[Source document Boundary: Start]

The Pons Probi (Bridge of Probus) was a bridge over the River Tiber in Ancient Rome, just south of Porta Trigemina.

The Pons Probi connected the Aventine Hill to the Trastevere. The Roman bridge was probably built during the reign of the Emperor Probus (276–282 AD). Possibly it was built because of the grain reforms of Aurelian, Probus's predecessor, which necessitated a number of aqueduct-powered water mills in this area, and a bridge to transport the grain from these across the Tiber. Note it was part of the Aurelian wall and it was located right in front of the Porta Portuensis.

[Source document Boundary: End]
[Listed entries Boundary: Start]

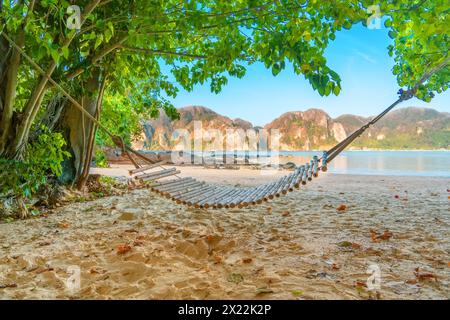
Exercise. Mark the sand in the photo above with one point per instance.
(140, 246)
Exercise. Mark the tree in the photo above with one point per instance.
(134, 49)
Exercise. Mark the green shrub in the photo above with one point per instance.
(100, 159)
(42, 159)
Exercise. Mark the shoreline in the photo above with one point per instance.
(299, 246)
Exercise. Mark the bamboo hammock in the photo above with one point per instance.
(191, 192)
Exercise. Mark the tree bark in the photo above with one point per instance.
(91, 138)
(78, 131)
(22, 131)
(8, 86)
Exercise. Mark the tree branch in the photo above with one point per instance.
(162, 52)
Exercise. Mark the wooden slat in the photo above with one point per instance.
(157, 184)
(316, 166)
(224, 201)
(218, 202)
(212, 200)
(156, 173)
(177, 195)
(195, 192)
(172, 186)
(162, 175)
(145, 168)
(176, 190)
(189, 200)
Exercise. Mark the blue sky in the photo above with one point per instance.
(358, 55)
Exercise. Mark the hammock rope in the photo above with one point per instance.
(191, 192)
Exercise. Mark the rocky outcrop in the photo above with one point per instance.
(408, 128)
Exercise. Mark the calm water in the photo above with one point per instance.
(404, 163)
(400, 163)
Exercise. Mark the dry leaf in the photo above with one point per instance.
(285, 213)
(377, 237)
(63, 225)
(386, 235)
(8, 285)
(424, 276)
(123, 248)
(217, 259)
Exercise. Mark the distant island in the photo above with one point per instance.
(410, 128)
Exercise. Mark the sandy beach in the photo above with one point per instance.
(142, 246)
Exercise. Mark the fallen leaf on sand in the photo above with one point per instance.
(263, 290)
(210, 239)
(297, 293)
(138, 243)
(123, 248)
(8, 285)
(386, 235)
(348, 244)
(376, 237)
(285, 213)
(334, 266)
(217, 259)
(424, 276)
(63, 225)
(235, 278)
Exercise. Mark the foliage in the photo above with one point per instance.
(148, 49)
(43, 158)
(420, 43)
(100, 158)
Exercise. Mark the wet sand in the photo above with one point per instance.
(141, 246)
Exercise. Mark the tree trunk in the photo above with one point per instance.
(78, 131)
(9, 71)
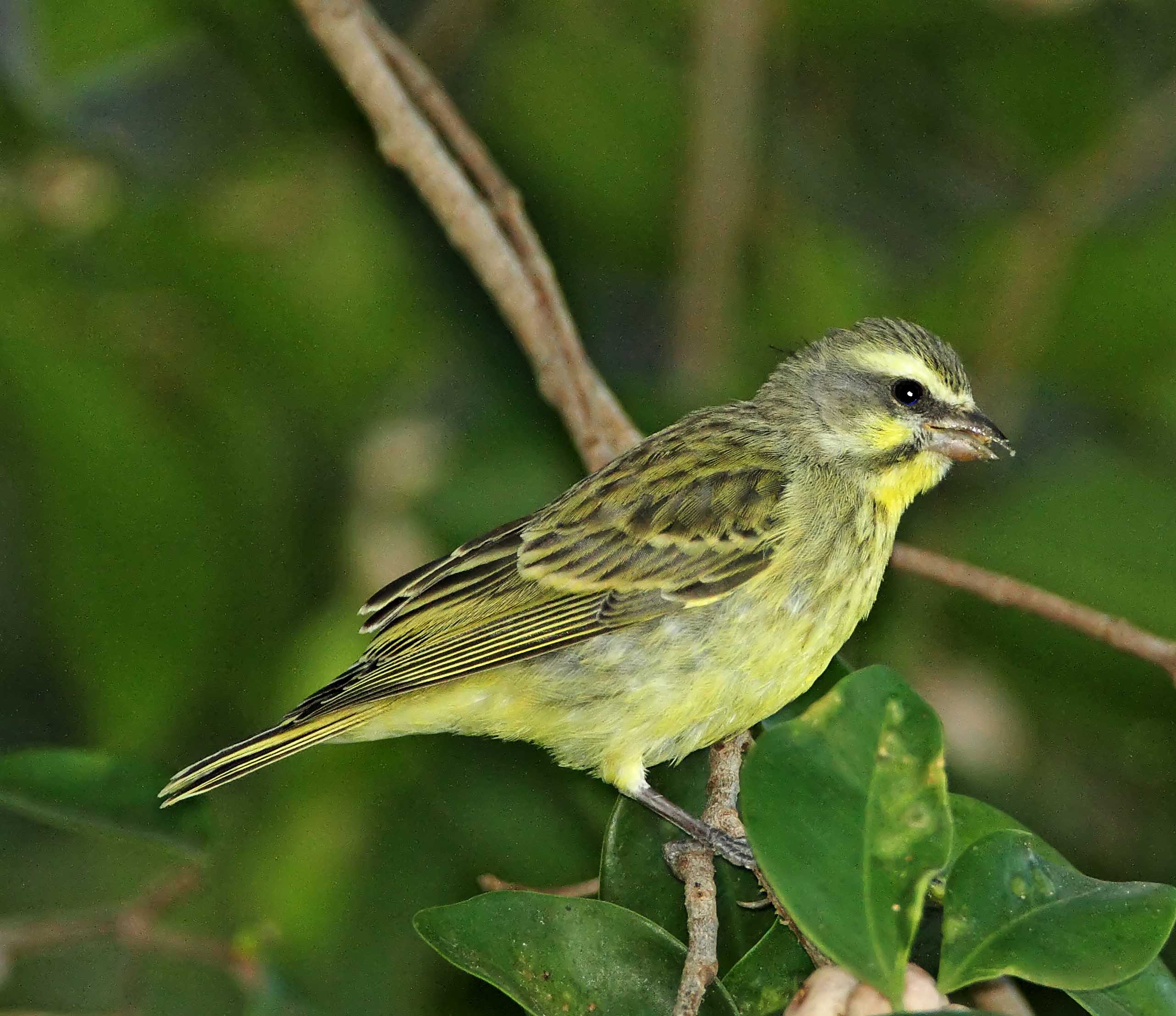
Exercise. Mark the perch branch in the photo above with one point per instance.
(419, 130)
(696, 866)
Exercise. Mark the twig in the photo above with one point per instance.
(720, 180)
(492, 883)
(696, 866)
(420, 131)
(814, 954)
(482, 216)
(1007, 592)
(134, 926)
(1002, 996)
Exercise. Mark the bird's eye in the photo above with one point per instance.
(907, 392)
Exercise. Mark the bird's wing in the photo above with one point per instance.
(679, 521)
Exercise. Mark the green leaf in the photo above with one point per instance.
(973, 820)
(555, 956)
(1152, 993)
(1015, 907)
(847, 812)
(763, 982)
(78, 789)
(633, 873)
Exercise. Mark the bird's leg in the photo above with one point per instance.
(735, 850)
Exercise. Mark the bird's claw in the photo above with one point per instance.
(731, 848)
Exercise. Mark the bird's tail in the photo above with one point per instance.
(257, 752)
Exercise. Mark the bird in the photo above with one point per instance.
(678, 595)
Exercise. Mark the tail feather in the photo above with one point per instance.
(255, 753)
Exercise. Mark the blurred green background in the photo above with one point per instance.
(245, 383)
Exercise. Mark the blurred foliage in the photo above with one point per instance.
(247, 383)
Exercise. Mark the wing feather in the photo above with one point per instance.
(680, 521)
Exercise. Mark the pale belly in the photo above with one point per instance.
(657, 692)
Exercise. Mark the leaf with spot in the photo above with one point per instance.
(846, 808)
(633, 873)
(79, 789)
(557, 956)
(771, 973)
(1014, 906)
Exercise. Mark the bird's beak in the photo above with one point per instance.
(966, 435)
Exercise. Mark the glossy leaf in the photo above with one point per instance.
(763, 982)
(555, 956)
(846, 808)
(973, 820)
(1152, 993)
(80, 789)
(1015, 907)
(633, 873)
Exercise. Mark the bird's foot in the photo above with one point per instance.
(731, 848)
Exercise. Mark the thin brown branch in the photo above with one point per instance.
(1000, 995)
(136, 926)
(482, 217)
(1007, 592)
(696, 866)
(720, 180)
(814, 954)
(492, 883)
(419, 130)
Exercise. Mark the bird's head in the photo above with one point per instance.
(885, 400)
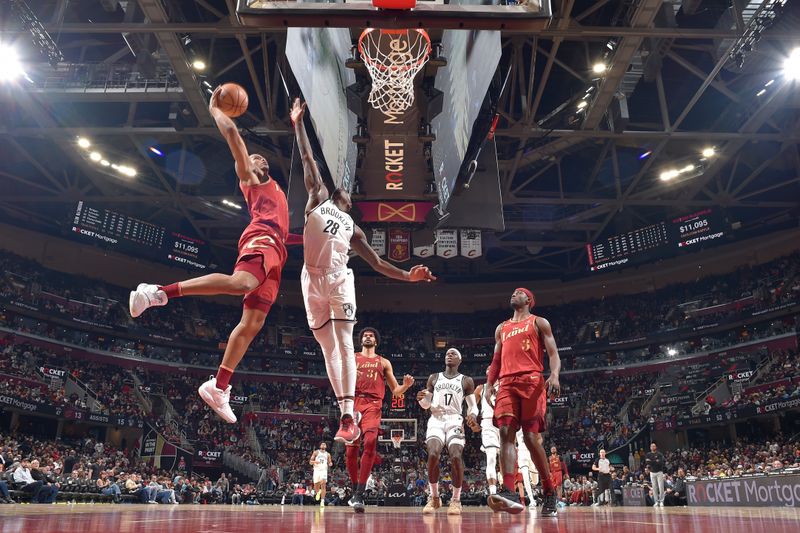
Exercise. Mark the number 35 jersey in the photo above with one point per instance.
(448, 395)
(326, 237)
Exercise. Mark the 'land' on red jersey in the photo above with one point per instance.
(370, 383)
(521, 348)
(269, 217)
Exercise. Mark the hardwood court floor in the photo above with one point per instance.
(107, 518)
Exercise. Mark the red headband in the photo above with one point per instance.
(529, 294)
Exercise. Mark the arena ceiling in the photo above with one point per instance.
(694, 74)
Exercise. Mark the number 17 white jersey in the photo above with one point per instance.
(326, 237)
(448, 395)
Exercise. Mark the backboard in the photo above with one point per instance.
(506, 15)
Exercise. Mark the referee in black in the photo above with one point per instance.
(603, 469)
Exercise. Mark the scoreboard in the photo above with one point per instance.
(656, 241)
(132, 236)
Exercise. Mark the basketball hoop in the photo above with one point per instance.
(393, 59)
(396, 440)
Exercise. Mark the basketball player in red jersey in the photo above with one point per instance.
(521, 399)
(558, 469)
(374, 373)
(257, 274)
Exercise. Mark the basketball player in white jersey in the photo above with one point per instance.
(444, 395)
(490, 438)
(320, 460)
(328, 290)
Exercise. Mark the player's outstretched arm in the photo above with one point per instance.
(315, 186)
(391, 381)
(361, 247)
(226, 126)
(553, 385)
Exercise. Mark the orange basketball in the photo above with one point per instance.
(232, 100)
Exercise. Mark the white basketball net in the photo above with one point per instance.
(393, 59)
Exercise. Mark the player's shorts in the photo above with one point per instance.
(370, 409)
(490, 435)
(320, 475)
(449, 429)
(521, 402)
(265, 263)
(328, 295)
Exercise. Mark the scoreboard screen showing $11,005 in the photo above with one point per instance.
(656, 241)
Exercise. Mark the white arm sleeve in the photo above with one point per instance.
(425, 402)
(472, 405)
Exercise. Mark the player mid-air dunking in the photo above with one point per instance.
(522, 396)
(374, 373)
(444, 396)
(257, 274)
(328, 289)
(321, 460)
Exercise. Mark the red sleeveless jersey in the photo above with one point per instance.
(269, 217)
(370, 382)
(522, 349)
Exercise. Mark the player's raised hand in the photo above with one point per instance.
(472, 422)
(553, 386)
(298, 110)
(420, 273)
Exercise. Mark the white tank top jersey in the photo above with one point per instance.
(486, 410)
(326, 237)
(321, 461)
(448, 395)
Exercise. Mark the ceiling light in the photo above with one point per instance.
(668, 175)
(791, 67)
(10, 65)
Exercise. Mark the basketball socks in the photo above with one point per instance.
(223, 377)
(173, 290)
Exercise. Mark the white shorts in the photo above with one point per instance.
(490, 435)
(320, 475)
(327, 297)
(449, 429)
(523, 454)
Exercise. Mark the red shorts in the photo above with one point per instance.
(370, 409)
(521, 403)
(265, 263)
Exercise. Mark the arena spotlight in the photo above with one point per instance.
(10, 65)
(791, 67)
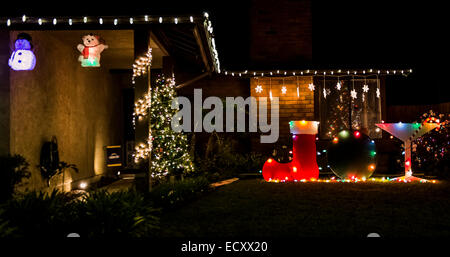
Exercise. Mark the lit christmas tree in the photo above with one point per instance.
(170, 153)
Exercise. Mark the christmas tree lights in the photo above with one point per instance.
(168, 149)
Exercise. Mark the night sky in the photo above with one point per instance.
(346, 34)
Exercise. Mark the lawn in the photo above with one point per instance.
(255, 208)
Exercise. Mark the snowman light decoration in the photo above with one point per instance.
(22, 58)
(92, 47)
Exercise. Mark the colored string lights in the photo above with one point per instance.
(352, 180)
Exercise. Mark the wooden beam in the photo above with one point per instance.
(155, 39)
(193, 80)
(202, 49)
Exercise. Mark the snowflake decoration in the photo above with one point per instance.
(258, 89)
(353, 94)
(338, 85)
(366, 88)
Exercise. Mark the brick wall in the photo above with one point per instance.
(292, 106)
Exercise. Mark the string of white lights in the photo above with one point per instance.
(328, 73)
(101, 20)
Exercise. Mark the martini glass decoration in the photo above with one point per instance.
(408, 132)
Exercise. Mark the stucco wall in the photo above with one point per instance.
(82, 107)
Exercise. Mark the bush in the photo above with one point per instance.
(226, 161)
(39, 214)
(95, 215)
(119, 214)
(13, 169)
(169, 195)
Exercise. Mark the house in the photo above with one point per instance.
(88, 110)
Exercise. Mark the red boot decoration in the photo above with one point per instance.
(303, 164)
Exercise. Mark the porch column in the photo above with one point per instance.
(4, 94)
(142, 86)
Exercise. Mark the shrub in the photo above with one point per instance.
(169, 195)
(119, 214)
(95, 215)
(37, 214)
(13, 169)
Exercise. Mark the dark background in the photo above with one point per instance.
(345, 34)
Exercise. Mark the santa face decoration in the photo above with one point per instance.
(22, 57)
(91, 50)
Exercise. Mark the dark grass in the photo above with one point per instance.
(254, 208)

[Listed entries Boundary: End]

### What you will do:
#1 Which two places did the Pons Probi connect, according to the passage about the bridge?
#2 Continue the passage about the Pons Probi from its last sentence.

### Written answers:
#1 The Aventine Hill and the Trastevere.

#2
In 374 there was a heavy flood of the Tiber, and it is likely that the flood inflicted considerable damage on the bridge. Between 381 and 387 the bridge was renovated or completely rebuilt under the Emperors Theodosius I and Valentinian II. In the Middle Ages the bridge became known as the Pons Novus ("New Bridge") and Pons Marmoreus Theodosii.

The bridge was rebuilt again in the 11th century and later partially destroyed. The remains were completely demolished in 1484 by order of Pope Sixtus IV. Remains of the bridge's ancient piers were visible until the 1870s at low water level in the Tiber. The piers of the Pons Probis were finally removed in 1878.